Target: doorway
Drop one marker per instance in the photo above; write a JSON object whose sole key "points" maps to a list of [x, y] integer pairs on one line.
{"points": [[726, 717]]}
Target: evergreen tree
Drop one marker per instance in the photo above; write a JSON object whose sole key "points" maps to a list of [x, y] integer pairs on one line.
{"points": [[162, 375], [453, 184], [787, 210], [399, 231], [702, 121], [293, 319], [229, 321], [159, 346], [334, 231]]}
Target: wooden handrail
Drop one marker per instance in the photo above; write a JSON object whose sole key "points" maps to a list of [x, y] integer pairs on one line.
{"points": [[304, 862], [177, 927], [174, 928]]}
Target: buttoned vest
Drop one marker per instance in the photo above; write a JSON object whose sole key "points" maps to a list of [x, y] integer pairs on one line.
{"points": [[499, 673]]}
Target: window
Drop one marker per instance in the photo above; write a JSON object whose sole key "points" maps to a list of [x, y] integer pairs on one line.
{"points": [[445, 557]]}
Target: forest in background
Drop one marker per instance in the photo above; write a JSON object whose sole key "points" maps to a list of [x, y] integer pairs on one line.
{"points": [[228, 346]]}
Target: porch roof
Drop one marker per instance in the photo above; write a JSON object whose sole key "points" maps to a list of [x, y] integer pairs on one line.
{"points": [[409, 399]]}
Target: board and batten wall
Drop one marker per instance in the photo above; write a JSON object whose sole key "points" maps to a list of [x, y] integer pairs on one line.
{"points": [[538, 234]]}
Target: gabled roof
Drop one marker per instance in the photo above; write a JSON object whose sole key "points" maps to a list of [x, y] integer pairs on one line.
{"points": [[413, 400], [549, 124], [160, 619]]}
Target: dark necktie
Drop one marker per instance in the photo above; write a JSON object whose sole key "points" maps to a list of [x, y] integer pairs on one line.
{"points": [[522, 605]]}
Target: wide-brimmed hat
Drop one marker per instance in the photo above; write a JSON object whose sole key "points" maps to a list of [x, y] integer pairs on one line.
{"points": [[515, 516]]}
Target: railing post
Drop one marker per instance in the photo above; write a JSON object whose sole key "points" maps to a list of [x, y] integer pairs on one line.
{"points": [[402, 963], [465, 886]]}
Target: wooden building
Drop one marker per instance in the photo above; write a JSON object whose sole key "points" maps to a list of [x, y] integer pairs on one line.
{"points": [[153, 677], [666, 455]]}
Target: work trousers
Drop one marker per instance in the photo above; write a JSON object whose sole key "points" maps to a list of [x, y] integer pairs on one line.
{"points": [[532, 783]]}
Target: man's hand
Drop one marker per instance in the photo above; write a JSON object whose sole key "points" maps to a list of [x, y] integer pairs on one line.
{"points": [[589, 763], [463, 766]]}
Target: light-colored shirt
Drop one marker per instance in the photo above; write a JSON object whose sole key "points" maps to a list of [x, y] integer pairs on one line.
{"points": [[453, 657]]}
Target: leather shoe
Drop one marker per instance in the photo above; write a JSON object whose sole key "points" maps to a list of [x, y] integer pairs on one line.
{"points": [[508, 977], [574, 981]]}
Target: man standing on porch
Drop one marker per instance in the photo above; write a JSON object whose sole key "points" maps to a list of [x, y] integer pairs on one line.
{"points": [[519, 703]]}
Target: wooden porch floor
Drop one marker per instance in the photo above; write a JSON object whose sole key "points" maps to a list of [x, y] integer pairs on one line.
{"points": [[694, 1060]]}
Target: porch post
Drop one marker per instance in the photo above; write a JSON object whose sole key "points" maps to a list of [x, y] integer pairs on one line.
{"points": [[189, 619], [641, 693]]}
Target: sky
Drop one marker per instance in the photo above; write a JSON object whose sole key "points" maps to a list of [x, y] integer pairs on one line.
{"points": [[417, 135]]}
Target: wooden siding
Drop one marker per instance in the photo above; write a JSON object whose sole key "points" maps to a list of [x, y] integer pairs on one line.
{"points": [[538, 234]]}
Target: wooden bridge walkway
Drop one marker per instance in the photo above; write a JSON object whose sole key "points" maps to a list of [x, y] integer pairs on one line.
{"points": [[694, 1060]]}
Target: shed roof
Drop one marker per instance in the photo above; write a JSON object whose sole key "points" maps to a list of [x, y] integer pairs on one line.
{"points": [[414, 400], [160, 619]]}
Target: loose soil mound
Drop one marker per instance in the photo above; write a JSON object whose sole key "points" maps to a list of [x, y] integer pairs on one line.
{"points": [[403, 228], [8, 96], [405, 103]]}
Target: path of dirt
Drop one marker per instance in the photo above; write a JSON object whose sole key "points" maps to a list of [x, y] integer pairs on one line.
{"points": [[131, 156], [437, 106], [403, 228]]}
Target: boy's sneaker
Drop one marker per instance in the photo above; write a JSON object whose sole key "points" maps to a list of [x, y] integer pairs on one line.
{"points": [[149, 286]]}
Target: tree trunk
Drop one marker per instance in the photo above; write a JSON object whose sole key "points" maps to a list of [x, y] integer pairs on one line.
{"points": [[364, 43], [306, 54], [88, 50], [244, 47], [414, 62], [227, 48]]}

● What is expected
Repeat all of the records above exactly as they appear.

● Reply
Target: doorway
Drop one marker per instance in the photo above; write a JSON object whose sole key "points" maps to a list of [x, y] integer pairs on one line.
{"points": [[726, 717]]}
Target: evergreen tree
Drop one marker per instance in the photo above; write a JSON object whose sole key "points" maps to a list of [x, y] integer pairs on one line.
{"points": [[162, 375], [453, 184], [787, 210], [399, 231], [702, 121], [293, 319], [229, 321], [159, 346], [334, 231]]}
Target: wooden handrail
Drop one marker per instance in the photo above; write a JSON object whose sole key "points" maps to a list of [x, y] integer pairs on one line.
{"points": [[304, 862], [177, 927], [174, 928]]}
Target: buttoned vest
Drop one marker per instance in the photo above; write a JSON object whose sole key "points" maps to a list of [x, y] integer pairs on one line.
{"points": [[499, 673]]}
Target: window
Drop one marker per instance in the photo above; write a JSON object whose sole key "points" maps to a list of [x, y] integer pairs on one line.
{"points": [[445, 557]]}
Target: forest in background
Drop one marker per instance in the photo above; write a JSON object whose sole key "points" maps to a list of [x, y] integer pairs on one line.
{"points": [[228, 346]]}
Target: porch roof
Drop one marker per instance in the photo above; write a JSON object whose sole key "points" maps to a list of [x, y] integer pairs on one line.
{"points": [[409, 399]]}
Target: board and batten wall
Drop one marker per instance in the photo above; write a JSON object whose sole key "points" maps to a list of [x, y] integer pairs on one line.
{"points": [[538, 234]]}
Target: gabled roof
Drop one marker per instance in the photo above; write a JSON object whose sole key "points" maps to a list of [x, y] integer pairs on one line.
{"points": [[413, 400], [549, 124], [160, 619]]}
Target: dark necktie
Drop one marker per instance in the photo above; write a JSON object whose sole key "points" maps to a list of [x, y] integer pairs on one line.
{"points": [[522, 605]]}
Target: wide-brimmed hat
Drop one marker per instance in the photo above; write a JSON object whose sole key "points" maps to a list of [x, y] integer pairs on one line.
{"points": [[515, 516]]}
Target: railing post
Drop one marker per instance in the photo above; write a JSON object whose sole key "points" maps to a list of [x, y] integer pairs on one line.
{"points": [[402, 963], [465, 886]]}
Target: wooden building
Drop one marker per instance in the photo above; write a JSON object whose sole key "points" maps to a list of [x, y] integer pairs on one line.
{"points": [[153, 677], [666, 455]]}
Target: work trousers
Drop one marker per instance in the photo above; write a JSON object whose sole key "points" maps to a list of [x, y] integer pairs on one line.
{"points": [[532, 783]]}
Target: man's hand
Drop one marker per instance in the photo above; write a JSON object whose sole key "points" maps to a list of [x, y] integer pairs on one line.
{"points": [[589, 763], [463, 766]]}
Target: light-colored shirt
Drop one marker per instance in the photo above; write a JSON object whose sole key "points" maps to a list of [x, y] integer pairs on one line.
{"points": [[453, 657]]}
Target: leather shoe
Drop one marker per instance in the photo above; write a JSON object whose sole key "points" maps to a list of [x, y] integer pairs on one line.
{"points": [[508, 977], [574, 981]]}
Target: man standing on porch
Drop one marker per instance in the photo above; write a JSON object whose sole key "points" maps to a list of [x, y] integer pairs on one line.
{"points": [[519, 703]]}
Target: wooden porch floor
Drop one marker per instance in the photo above; write a JSON object whose sole key "points" maps to a list of [x, y] integer pairs on one line.
{"points": [[694, 1060]]}
Target: porch post
Drop one marker per instance in the photo above; write a JSON object whose sole key "points" maps to a list of [x, y] integer pairs on one line.
{"points": [[189, 619], [641, 693]]}
Target: sky
Drop one marker per instance in the photo above; write a JSON object whose sole key "points" maps to a list of [x, y] integer pairs on one line.
{"points": [[417, 135]]}
Target: wooden siding
Drop one marker per instance in the photo above; write a JSON object whose sole key "points" maps to a list of [x, y] integer pairs on one line.
{"points": [[538, 234]]}
Target: wooden bridge walkway
Drop one marker per instance in the photo above; write a JSON object whose sole key "points" maps to a list of [x, y] integer pairs on one line.
{"points": [[694, 1060]]}
Target: shed roof
Drop one marker per instance in the photo above; write a JSON object whose sole key "points" maps to a list of [x, y] integer pairs on one line.
{"points": [[414, 400], [160, 619]]}
Target: loose soil mound
Drop one marker per instance in the photo above; write a JSON object whose sole key "points" maps to a list of [x, y] integer pairs on one line.
{"points": [[403, 228], [8, 96], [405, 103]]}
Target: path of dirt
Drop one marker per instance in the photo above; write a JSON object whose sole key "points" maps to a list of [x, y] integer pairs on one line.
{"points": [[131, 156], [437, 106], [403, 228]]}
Target: boy's sneaker
Drop one marker per instance in the photo above; write a JSON object whose sole key "points" maps to a list of [x, y] integer pairs on one line.
{"points": [[149, 286]]}
Target: tree trunk
Drop one marker per instance in the photo above; write a JSON object whose sole key "points" maps to a list of [x, y] integer pairs on one line.
{"points": [[364, 43], [306, 54], [88, 50], [244, 47], [414, 62], [227, 48]]}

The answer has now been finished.